*WHAT YOU NEED TO DO*. Start to finish, print the data below exactly, without the images.

Collected data entries

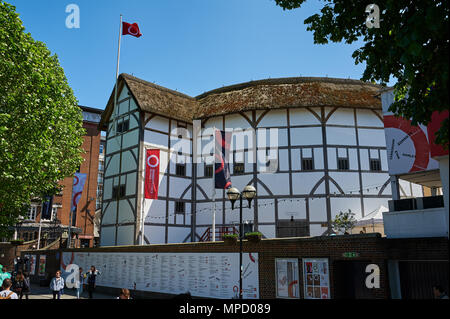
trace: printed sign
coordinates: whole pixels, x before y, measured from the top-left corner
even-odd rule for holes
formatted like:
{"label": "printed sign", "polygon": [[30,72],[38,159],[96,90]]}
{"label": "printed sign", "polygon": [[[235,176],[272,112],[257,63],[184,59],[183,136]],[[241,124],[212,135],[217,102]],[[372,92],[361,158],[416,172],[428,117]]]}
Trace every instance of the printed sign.
{"label": "printed sign", "polygon": [[330,299],[327,258],[303,259],[305,299]]}
{"label": "printed sign", "polygon": [[298,259],[275,259],[277,298],[300,298]]}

*ANSWER TO THIS TASK*.
trace: printed sign
coordinates: whole pixels, x before y, measured from the top-left corner
even-odd rule for holes
formatted like:
{"label": "printed sign", "polygon": [[30,72],[38,159],[96,90]]}
{"label": "printed sign", "polygon": [[[235,176],[272,112],[257,63],[184,59],[183,136]],[[241,124],[212,135],[217,102]],[[372,92],[361,158],[416,172],[428,117]]]}
Trace every instance of the printed sign.
{"label": "printed sign", "polygon": [[330,299],[327,258],[303,259],[305,299]]}
{"label": "printed sign", "polygon": [[298,259],[275,259],[277,298],[300,298]]}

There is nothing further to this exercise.